PROBLEMS:
A: In the passage on UK university funding, about what percentage of its full economic cost does research recover?
B: Render this sentence from the passage on UK university funding in Spanish: "International student fee income is c£4.5billion, with a third of such high fee-payers coming from China."
C: Quote the stretch of the passage on UK university funding that begins with the words containing "The Financial Sustainability" and ends with "collated since 1999).".

PASSAGE TO READ:
The Financial Sustainability Strategy Group, a dedicated bunch of HE nerds, has churned out 90 pages on the funding model of UK universities (February 2019), based on TRAC data (Transparent Approach to Costing, as compiled and collated since 1999). 

The core activity of teaching UK/EU undergraduates brings in c£13.25billion of income and covers its full economic cost (FEC). Within that overall picture, subjects vary in matching fee income to their FEC. Even after some (HEFCE) top-up grant subsidy for STEM, there is an internal transfer as subsidy to STEM from the cheap-to-teach and massively expanded subjects such as Law and Psychology, as well as the cheap but less expanded Humanities. International student fee income is c£4.5billion, with a third of such high fee-payers coming from China. The FEC is more than covered – leaving a 40% surplus transferred to subsidise research. 

Research generates c£9.25billion (£1.5billion as HEFCE QR and the rest as grants/contracts from various sources) but recovers only about 75% of its FEC. Research grants from Government cover 80% of their FEC, from industry and the Research Councils 75%, from the EU 65%, and from charities 60%. The overall loss on research will, therefore, vary according to the mix of research funding from these various sources. The Russell Group lose the most but are best placed to attract more international student fees. A thing called ‘Other Activities’ generates c£5.5billion and has a 15% profit on its FEC – again a source of subsidy for over-trading in under-priced research. 

What are the challenges and threats to this financial model? 

  1. Any wobble in the UK share of the global student market – especially since most universities in their financial projections make happy assumptions about growing their International fee income. 
  2. The hikes due in employer contributions to USS (c5%) and to TPS (c8%). 
  3. The freezing of the £9250 UK/EU UG fee.  
  4. The impact of (now unlikely?) Brexit on EU undergraduate numbers and their fee income – although the loss of EU research grants when every one involves a subsidy of 35% of the FEC would be no bad thing!

PROVIDED INFORMATION:
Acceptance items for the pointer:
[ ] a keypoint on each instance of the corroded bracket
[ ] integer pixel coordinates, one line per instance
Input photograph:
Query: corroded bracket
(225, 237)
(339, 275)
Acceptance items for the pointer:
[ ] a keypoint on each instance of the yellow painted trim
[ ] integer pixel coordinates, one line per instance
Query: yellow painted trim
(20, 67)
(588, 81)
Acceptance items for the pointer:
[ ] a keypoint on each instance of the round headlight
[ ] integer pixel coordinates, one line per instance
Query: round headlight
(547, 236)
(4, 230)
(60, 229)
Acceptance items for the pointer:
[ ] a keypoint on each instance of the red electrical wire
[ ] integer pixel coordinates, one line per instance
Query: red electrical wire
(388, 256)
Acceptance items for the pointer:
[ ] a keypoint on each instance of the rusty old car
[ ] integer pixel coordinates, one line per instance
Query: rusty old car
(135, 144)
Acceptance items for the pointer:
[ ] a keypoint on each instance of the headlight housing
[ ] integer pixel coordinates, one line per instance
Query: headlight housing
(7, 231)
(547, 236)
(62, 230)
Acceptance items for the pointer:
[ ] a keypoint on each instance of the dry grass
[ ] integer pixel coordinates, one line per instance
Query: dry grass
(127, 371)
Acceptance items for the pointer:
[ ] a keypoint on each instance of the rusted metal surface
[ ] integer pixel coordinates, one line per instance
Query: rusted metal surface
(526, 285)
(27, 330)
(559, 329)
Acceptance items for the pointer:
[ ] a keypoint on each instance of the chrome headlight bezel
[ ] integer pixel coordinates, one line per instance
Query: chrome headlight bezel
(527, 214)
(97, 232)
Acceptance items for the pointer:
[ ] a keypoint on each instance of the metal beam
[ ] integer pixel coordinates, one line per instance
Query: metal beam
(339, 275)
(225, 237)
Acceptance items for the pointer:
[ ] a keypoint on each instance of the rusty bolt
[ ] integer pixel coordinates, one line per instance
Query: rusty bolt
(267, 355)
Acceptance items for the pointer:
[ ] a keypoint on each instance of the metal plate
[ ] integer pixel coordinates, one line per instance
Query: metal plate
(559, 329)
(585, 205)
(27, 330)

ANSWERS GIVEN:
A: About 75%.

B: Los ingresos por matrículas de estudiantes internacionales ascienden a unos 4.500 millones de libras, y un tercio de quienes pagan estas matrículas elevadas procede de China.

C:
The Financial Sustainability Strategy Group, a dedicated bunch of HE nerds, has churned out 90 pages on the funding model of UK universities (February 2019), based on TRAC data (Transparent Approach to Costing, as compiled and collated since 1999).